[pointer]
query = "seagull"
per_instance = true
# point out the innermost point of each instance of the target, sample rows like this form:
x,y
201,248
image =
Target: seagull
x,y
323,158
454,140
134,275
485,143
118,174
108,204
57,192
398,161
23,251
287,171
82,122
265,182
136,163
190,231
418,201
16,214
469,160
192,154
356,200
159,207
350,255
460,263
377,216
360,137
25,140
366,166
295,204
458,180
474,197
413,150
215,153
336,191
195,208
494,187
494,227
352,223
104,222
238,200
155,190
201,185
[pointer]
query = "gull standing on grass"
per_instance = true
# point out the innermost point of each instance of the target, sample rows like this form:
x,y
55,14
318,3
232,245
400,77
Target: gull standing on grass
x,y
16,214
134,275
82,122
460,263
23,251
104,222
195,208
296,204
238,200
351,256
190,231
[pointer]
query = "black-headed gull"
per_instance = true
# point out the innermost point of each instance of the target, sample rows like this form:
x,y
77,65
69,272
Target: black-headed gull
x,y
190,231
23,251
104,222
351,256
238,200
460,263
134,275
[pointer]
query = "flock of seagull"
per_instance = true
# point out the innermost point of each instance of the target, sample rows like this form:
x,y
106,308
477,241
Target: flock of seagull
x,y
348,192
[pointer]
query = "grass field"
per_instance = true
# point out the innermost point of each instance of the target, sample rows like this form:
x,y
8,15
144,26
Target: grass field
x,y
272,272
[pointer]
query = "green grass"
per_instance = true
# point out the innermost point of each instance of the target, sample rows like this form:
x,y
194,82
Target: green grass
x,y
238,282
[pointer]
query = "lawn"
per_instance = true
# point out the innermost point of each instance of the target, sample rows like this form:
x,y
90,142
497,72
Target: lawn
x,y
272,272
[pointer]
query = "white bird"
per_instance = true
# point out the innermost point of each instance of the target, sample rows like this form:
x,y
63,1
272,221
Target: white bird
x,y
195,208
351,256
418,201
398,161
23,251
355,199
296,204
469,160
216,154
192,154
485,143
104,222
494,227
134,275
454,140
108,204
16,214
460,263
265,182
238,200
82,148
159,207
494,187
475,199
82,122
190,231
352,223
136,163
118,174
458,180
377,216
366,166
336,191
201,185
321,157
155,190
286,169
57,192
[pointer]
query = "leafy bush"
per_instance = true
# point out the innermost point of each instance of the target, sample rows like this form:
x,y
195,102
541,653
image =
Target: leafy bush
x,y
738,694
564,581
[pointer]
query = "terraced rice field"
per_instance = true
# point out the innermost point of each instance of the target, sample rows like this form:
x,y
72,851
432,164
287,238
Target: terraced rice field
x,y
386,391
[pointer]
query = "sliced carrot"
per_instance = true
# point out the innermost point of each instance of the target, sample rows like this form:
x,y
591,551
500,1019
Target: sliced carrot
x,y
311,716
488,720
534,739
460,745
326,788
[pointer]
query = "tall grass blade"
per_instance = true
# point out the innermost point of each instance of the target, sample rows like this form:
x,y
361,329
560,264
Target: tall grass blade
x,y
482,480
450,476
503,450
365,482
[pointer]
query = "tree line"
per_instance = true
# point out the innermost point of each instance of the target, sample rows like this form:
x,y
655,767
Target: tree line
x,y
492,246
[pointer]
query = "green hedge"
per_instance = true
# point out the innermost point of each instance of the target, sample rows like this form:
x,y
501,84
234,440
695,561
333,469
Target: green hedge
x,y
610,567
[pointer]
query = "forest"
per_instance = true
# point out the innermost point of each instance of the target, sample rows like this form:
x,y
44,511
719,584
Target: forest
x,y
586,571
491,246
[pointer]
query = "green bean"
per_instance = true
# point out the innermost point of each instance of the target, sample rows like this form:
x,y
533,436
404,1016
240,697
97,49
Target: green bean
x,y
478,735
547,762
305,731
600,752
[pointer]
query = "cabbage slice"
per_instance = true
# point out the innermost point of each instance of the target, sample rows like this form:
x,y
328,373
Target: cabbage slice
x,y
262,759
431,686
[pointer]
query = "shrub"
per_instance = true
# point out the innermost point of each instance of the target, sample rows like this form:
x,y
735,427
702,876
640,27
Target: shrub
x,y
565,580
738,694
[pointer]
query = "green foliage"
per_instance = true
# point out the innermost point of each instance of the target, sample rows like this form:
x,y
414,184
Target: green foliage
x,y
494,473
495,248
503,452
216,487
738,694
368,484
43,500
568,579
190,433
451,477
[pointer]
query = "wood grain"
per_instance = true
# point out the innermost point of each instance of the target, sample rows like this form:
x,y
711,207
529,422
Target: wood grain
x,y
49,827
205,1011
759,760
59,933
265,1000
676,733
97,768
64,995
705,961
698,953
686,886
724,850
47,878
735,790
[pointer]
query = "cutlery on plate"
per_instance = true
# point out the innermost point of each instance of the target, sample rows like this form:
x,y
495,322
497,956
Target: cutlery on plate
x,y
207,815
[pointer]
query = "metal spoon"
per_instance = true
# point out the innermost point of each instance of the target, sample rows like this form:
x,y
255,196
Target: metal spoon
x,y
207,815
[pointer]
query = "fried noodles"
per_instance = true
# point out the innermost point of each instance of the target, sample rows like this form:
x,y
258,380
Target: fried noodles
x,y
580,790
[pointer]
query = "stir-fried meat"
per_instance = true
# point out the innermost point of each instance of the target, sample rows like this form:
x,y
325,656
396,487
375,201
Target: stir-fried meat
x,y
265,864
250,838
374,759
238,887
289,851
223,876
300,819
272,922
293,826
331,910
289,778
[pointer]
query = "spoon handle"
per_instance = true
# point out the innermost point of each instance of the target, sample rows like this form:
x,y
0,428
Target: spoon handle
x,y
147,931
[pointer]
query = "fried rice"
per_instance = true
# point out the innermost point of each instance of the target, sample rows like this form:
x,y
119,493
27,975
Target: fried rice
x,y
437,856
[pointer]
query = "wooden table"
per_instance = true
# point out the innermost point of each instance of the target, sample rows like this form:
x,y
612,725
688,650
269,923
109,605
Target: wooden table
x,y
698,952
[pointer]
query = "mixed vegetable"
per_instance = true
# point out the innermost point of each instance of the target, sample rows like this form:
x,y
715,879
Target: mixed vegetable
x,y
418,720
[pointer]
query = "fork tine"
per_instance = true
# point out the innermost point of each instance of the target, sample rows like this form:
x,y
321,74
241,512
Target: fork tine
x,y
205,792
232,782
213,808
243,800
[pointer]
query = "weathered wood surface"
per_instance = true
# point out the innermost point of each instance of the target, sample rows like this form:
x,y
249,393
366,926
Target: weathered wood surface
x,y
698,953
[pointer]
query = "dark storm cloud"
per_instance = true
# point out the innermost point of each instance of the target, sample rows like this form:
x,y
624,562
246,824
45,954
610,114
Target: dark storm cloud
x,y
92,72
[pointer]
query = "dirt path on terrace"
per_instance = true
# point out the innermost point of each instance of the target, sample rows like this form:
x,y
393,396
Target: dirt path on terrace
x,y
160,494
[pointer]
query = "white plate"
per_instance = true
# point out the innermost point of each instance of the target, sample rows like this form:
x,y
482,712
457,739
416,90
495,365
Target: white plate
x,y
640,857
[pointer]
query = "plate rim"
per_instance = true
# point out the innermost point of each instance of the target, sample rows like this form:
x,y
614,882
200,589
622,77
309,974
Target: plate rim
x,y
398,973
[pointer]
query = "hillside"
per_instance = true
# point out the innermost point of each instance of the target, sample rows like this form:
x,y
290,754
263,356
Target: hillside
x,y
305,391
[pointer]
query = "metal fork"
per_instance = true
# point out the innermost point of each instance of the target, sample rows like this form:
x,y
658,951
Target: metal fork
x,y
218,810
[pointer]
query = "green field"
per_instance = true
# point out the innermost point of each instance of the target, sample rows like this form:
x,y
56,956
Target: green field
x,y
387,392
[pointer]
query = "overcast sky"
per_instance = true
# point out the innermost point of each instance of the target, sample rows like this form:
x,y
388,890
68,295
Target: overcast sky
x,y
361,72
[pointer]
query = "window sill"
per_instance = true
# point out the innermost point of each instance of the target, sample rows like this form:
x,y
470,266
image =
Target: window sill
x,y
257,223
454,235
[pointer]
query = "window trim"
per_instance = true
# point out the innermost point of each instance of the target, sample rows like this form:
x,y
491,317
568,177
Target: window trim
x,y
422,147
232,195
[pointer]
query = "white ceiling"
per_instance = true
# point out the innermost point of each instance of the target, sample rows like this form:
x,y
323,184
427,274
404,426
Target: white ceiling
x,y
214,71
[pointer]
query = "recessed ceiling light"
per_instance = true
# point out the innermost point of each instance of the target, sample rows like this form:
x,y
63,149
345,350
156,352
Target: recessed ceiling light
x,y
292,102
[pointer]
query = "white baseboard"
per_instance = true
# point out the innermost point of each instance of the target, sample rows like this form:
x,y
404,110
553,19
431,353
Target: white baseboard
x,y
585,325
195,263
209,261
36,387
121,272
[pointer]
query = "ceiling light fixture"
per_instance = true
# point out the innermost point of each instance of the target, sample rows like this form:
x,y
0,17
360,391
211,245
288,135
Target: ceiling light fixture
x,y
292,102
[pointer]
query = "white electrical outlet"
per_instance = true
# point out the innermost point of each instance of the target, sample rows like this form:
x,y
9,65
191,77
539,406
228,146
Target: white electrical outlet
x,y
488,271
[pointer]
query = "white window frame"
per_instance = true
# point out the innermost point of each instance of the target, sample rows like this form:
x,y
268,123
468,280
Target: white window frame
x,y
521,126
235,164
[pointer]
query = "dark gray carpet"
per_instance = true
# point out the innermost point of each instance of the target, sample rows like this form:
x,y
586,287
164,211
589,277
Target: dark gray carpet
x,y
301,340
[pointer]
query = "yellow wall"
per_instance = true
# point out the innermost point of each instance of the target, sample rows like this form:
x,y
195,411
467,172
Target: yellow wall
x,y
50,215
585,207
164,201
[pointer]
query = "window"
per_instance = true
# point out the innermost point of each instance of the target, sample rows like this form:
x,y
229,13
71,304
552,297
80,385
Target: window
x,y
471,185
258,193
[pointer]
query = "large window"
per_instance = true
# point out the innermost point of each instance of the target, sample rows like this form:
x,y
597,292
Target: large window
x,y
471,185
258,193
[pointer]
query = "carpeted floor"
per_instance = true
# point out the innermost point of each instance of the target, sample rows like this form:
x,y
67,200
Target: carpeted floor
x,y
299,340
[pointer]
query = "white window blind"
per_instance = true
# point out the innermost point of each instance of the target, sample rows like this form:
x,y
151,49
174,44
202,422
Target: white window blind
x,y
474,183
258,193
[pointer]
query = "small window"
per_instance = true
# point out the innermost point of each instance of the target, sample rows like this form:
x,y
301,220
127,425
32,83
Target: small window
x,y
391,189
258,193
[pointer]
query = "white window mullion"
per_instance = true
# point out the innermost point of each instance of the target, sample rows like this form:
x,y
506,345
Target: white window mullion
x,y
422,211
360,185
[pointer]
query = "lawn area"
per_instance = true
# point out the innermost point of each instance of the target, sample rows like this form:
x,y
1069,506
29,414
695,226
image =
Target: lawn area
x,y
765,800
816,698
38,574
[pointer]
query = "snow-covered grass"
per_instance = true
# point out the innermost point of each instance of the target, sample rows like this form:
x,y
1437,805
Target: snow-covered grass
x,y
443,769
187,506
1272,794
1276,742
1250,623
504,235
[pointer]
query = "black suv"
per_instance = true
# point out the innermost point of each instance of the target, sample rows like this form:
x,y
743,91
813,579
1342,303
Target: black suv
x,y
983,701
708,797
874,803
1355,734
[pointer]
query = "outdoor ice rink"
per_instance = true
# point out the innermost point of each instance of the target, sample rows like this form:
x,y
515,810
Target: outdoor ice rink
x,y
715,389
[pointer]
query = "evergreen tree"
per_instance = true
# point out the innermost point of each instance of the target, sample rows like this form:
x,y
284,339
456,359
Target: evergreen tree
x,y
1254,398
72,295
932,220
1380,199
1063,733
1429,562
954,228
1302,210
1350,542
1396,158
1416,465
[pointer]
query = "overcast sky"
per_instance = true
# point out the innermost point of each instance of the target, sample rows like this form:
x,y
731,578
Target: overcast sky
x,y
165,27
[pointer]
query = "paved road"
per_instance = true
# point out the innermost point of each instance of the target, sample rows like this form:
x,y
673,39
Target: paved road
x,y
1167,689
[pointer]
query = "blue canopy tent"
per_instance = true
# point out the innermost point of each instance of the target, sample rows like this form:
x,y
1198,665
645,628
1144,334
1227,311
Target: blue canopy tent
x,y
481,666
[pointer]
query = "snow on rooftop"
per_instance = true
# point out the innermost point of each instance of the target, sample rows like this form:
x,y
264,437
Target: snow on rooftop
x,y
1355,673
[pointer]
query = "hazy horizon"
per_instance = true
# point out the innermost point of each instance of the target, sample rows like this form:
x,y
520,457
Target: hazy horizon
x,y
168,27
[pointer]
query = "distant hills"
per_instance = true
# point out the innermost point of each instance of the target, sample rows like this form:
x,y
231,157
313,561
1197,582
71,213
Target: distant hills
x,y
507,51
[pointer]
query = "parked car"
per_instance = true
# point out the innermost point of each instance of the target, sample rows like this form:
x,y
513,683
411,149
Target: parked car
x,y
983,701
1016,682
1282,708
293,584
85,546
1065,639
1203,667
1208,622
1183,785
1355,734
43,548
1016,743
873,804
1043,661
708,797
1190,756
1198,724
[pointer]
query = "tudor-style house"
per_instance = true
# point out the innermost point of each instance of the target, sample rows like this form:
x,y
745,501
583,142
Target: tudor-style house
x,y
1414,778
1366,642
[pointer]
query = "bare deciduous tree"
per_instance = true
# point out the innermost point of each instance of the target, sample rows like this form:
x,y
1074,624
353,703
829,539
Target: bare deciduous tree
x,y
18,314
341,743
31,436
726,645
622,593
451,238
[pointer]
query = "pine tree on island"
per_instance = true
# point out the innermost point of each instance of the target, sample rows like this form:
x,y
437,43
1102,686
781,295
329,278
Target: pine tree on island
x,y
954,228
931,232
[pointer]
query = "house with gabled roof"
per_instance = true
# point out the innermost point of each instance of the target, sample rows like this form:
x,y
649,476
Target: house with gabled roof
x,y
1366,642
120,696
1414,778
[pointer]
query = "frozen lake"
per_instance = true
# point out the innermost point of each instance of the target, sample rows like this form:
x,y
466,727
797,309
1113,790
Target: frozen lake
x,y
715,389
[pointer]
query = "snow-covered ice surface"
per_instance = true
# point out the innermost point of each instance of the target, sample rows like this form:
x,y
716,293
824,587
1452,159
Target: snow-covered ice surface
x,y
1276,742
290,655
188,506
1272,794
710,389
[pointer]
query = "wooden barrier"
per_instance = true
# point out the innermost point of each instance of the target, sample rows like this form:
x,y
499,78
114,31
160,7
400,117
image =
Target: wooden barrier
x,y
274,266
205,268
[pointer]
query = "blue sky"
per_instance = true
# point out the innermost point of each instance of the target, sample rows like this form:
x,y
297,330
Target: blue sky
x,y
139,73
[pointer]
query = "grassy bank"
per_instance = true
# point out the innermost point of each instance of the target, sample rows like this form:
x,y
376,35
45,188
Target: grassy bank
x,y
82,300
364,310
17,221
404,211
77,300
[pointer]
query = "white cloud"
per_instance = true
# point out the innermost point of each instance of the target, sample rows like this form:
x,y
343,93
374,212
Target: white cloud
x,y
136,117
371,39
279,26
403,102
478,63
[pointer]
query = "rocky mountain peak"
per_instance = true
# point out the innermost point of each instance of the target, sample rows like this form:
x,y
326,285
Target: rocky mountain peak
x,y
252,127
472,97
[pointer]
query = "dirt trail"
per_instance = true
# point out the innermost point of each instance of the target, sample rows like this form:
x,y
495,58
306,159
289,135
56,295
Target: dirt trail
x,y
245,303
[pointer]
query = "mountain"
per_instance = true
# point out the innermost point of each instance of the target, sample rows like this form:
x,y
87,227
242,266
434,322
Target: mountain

### [Request]
Extract every line of the records above that contains the string "canopy". Matching is case-sensitive.

### [Reply]
query = "blue canopy tent"
Target: blue canopy tent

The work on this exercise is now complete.